What you should do: The response should consist solely of the lines running from the line with "Review step: verify that every instance of the blurred green" to the end of the data, retyped exactly.

===== Records for the exercise

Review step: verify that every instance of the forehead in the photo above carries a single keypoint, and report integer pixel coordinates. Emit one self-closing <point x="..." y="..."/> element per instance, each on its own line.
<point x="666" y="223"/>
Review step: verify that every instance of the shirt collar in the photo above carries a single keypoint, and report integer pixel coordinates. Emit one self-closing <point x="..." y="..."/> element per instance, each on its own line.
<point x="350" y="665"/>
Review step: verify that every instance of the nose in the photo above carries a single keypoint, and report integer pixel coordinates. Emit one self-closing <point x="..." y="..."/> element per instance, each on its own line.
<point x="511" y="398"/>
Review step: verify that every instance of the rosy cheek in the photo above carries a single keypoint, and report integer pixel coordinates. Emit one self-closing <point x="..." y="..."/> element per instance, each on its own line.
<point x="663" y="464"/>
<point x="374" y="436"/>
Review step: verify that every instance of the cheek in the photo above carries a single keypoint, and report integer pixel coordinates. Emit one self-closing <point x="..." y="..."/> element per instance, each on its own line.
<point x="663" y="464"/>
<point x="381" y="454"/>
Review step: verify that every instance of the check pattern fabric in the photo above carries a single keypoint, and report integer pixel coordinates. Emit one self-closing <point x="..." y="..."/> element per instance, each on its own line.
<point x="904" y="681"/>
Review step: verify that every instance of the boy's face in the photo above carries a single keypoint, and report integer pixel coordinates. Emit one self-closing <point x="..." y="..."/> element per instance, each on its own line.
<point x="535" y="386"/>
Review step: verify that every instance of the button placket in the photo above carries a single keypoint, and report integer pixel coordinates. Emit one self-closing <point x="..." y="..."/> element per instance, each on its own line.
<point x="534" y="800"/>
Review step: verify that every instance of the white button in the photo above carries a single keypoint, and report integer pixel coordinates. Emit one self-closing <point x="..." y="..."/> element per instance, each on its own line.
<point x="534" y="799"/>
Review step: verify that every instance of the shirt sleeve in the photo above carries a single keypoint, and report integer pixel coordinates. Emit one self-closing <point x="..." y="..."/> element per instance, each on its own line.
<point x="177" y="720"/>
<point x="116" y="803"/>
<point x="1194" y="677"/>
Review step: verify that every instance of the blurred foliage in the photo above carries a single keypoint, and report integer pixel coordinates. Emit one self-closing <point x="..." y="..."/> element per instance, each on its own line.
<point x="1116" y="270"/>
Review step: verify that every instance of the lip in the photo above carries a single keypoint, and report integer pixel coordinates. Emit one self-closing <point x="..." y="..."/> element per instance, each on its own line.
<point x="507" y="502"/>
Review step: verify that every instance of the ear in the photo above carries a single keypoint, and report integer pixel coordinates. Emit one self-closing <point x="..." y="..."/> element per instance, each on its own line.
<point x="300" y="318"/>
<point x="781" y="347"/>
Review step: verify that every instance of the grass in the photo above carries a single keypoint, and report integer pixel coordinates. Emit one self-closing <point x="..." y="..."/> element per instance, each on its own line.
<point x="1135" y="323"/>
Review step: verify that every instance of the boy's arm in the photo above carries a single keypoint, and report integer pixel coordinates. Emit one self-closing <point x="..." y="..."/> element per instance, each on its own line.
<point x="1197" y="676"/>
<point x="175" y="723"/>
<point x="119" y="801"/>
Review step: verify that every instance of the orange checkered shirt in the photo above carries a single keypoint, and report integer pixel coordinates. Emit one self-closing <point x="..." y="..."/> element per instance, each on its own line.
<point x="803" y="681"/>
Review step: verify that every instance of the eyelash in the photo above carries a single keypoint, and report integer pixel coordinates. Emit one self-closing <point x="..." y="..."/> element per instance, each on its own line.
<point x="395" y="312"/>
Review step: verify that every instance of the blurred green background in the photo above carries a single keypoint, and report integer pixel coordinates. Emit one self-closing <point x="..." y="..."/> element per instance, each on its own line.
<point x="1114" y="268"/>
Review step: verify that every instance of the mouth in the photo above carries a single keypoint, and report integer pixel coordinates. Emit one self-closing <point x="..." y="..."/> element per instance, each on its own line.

==========

The completed task:
Review step: verify that every instance of the blurred green background in the photo above carries a single keypoint, and report integer pixel coordinates. Emit one self-closing <point x="..." y="..."/> element per instance, each on its own line.
<point x="1114" y="268"/>
Review step: verify that every instance of the mouth in the photo above carries a single keypoint, and report integer pixel coordinates. Emit one self-closing <point x="..." y="..."/> element per instance, each on its own line.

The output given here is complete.